▶ _What you should do_
Starting at the line that contains "mark the region of every instance of the car door" and ending at the last line of the records, write out only those lines again, requests included. Scale every coordinate in the answers by 0.45 and round each result to a whole number, with halves rounded up.

▶ _Records to process_
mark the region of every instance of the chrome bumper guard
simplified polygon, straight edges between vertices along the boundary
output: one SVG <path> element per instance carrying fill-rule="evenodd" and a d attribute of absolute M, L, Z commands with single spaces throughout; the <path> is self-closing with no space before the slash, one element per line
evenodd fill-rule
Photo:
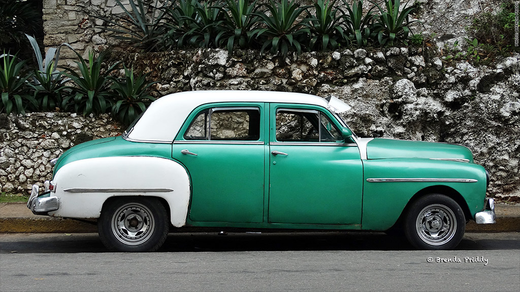
<path fill-rule="evenodd" d="M 48 192 L 50 193 L 50 191 L 47 189 L 46 185 L 45 189 L 45 192 L 42 194 L 42 196 L 47 194 Z M 33 184 L 31 196 L 27 202 L 27 207 L 30 209 L 33 213 L 37 215 L 46 215 L 47 213 L 55 211 L 59 208 L 60 204 L 58 197 L 38 197 L 39 193 L 40 187 Z"/>
<path fill-rule="evenodd" d="M 487 199 L 485 209 L 475 215 L 475 221 L 477 224 L 493 224 L 497 222 L 497 216 L 495 214 L 495 199 Z"/>

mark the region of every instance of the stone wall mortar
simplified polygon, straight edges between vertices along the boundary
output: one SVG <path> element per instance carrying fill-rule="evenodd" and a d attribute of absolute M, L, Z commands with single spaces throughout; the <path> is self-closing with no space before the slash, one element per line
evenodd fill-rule
<path fill-rule="evenodd" d="M 0 191 L 28 194 L 52 178 L 51 160 L 74 145 L 121 134 L 108 114 L 68 113 L 0 114 Z"/>

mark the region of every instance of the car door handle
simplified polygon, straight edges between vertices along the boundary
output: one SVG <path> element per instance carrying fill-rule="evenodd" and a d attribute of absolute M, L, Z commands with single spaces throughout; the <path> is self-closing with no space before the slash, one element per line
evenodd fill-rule
<path fill-rule="evenodd" d="M 190 155 L 197 156 L 197 155 L 196 153 L 194 153 L 193 152 L 189 152 L 189 150 L 188 150 L 188 149 L 184 149 L 184 150 L 181 150 L 180 151 L 180 153 L 183 153 L 183 154 L 189 154 Z"/>
<path fill-rule="evenodd" d="M 285 156 L 289 155 L 289 154 L 288 154 L 287 153 L 284 153 L 283 152 L 280 152 L 280 151 L 271 151 L 271 154 L 274 155 L 277 155 L 278 154 L 280 154 L 281 155 L 285 155 Z"/>

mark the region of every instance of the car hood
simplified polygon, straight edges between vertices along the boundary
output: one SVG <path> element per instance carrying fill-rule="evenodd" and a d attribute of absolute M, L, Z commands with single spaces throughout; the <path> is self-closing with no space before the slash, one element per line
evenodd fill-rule
<path fill-rule="evenodd" d="M 471 151 L 461 145 L 384 138 L 375 138 L 368 142 L 367 158 L 465 159 L 473 162 Z"/>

▶ _In response_
mark the region of every instance of the car door handle
simplified polygon, straight edges between vertices along the boundary
output: one SVG <path> element per instance carrying fill-rule="evenodd" and a d attribute of absolute M, L, Z commands with single spaces throughout; the <path> is self-closing with no space before the slash, one element per line
evenodd fill-rule
<path fill-rule="evenodd" d="M 86 70 L 89 70 L 89 70 L 88 69 L 87 69 L 87 68 L 85 68 L 85 68 L 85 68 L 85 67 L 83 67 L 83 68 L 81 68 L 81 68 L 81 69 L 82 69 L 82 69 L 85 69 Z"/>
<path fill-rule="evenodd" d="M 128 70 L 130 70 L 130 69 L 130 69 L 129 69 L 128 69 L 127 68 L 126 68 L 126 68 L 122 68 L 122 69 L 123 70 L 125 70 L 125 69 L 126 69 L 126 70 L 128 70 Z"/>

mark the region of every instance of the car hood
simplified polygon, straight edges between vertices along the boundary
output: one SVG <path> element per instance carrying fill-rule="evenodd" and a d attribute of absolute M, L, Z commands with single spaces throughout; the <path> is self-closing with no space before the slash, one element per line
evenodd fill-rule
<path fill-rule="evenodd" d="M 212 68 L 207 65 L 173 62 L 169 62 L 166 64 L 165 71 L 209 72 L 213 73 Z"/>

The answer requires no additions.